- **Assignment**
Copy each entry below exactly as it appears.

- **Given data**
========================

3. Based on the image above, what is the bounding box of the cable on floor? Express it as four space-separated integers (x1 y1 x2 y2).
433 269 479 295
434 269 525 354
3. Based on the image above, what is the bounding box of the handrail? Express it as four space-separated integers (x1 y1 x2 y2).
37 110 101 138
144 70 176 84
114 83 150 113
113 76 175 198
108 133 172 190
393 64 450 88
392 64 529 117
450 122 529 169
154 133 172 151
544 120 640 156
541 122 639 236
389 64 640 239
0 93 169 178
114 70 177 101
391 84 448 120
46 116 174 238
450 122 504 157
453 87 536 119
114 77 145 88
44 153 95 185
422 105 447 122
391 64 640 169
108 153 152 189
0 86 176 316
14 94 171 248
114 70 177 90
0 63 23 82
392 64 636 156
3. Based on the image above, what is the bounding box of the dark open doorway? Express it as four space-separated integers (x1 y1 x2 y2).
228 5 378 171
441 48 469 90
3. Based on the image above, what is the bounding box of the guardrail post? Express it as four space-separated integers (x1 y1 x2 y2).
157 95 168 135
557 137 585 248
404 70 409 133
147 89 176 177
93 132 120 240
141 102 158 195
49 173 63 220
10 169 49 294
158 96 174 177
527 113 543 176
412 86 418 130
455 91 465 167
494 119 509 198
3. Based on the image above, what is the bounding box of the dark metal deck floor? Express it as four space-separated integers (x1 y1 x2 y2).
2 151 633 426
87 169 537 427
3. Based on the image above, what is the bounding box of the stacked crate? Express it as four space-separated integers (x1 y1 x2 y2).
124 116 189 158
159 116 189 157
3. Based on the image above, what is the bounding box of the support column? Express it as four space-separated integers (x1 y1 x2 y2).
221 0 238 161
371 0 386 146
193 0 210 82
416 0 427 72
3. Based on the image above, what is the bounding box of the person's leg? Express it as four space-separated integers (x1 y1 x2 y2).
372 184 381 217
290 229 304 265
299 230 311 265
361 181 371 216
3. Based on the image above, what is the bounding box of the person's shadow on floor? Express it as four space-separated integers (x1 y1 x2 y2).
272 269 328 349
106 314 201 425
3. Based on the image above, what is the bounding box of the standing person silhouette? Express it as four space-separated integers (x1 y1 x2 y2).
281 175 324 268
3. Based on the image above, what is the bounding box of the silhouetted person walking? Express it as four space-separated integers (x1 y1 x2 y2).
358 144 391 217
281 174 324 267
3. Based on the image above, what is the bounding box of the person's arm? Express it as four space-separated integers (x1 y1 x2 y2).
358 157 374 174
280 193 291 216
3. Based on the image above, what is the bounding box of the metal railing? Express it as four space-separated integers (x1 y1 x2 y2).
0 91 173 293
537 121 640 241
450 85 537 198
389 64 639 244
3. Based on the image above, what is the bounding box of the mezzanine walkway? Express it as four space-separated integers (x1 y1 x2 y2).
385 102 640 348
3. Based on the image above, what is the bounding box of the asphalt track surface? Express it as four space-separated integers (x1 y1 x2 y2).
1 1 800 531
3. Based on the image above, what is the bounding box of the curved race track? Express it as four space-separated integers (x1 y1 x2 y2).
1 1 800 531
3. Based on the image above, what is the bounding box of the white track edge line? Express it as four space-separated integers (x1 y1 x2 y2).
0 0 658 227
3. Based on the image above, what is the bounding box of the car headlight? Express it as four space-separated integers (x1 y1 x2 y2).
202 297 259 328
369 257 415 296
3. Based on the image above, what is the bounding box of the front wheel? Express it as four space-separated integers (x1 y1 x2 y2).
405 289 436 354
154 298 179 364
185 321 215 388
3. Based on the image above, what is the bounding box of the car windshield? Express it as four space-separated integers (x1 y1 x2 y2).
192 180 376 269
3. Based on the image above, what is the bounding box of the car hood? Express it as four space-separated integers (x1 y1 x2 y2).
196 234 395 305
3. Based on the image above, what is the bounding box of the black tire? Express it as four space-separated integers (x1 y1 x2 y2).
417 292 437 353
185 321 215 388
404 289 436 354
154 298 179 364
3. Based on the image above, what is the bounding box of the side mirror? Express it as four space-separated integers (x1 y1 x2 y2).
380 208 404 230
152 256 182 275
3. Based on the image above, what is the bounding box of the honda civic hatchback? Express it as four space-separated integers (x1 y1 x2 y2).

========================

- **Solution to the problem**
3. Based on the image above, what is the bounding box of the cable on floor? Express it as four space-separated integers (x1 y1 x2 y2).
433 269 479 295
434 269 525 354
3. Based on the image above, what is the bounding box of the handrail? Express it as four space-separated integers (x1 y1 x2 y2).
37 110 101 138
144 70 176 84
114 83 150 113
113 76 175 198
108 133 172 190
393 64 450 88
392 64 529 117
450 122 529 169
154 133 172 151
544 120 640 156
541 122 639 236
389 64 640 239
0 93 169 178
114 70 177 101
391 84 448 120
46 116 174 238
450 122 504 157
453 87 536 119
114 77 145 88
44 153 95 185
422 105 447 122
391 64 640 169
108 153 152 189
0 86 176 316
14 94 171 248
114 70 177 90
0 63 23 82
392 64 636 156
3. Based on the image above, what is the bounding box of the dark open doorway? Express it as four space-separated integers (x1 y1 x2 y2).
228 5 378 171
441 48 469 90
3. Based on the image above, what is the bounding box of the guardrail post? Express it as four space-separated integers (x1 y1 x2 y2).
157 95 168 135
557 137 585 248
404 70 409 133
147 89 176 177
93 132 120 240
141 102 158 195
49 173 63 220
10 169 49 294
158 96 174 177
527 113 543 176
412 86 418 130
455 91 465 167
494 119 509 198
3. Based on the image above, what is the bounding box of the dark metal deck floor? Express it as four space-separated integers (x1 y1 x2 y2).
2 151 633 426
87 169 537 427
3. Based on the image above, what is the bounding box of the stacked crate? Express it as four space-separated integers (x1 y1 x2 y2).
124 116 189 158
159 116 189 157
3. Based on the image above, what is the bounding box of the support column? Express it as four space-separated integers (x1 y1 x2 y2).
221 0 238 161
371 0 386 146
193 0 210 82
416 0 427 72
3. Based on the image above, what is the bounding box of the person's leg? Express it as four space-separated integers (x1 y1 x2 y2).
372 184 381 217
290 229 304 265
299 230 311 265
361 181 371 216
3. Based on the image above, what is the bounding box of the person's shadow on floor? Express it as four space-separated integers (x1 y1 x2 y2).
272 269 328 349
106 314 201 425
3. Based on the image above, what is the bounding box of the standing person silhouette? Express it as four space-separated integers (x1 y1 x2 y2).
281 175 324 268
3. Based on the image above, what is the bounding box of the silhouetted person walking? Express it as four space-separated integers (x1 y1 x2 y2).
358 144 391 217
281 174 324 267
3. Based on the image above, what is the bounding box of the person's arm? Express it as four space-separated integers (x1 y1 x2 y2).
358 157 374 174
280 193 291 216
3. Based on the image above, what is the bounding box of the metal railing? Express it as four space-separated integers (x1 y1 x2 y2).
0 91 173 293
537 121 640 241
450 85 537 198
389 64 639 244
3. Based on the image above, what is the bounding box of the mezzanine walkway? Express it as four space-separated integers (x1 y1 x2 y2).
385 102 640 348
3. Based on the image above, what is the bounding box of the asphalt track surface? Express it as four space-separated integers (x1 y1 x2 y2).
1 1 800 531
3. Based on the image above, what is the bounding box of the curved race track? Express it as four space-separated integers (x1 y1 x2 y2).
1 1 800 531
3. Based on the image above, what is the bounding box of the white track edge line? Express it as four space-separated integers (x1 y1 x2 y2).
0 0 658 227
3. Based on the image above, what is the bounding box of the car headlight? Express it as four space-separated integers (x1 y1 x2 y2).
202 297 259 328
369 257 415 296
3. Based on the image above, what is the bounding box of the front wheel? Express it as four space-separated integers (x1 y1 x2 y2).
405 289 436 354
154 298 179 364
185 321 215 388
3. Based on the image above, what is the bounding box of the car windshield? Express it as four space-separated integers (x1 y1 x2 y2).
192 180 376 269
3. Based on the image above, what is the bounding box of the car hood? Express it as four space-separated integers (x1 y1 x2 y2).
196 234 395 305
3. Based on the image above, what is the bounding box of the black tire? Express it as four space-separated integers (x1 y1 x2 y2).
417 292 437 353
185 321 215 388
404 289 436 354
154 298 179 364
3. Based on the image above, what is the bounding box of the side mirror? Express it as four space-separated integers (x1 y1 x2 y2).
380 208 404 230
152 256 182 275
3. Based on the image above, what is the bounding box of the honda civic hatchback? Express it as four space-separated integers (x1 y1 x2 y2).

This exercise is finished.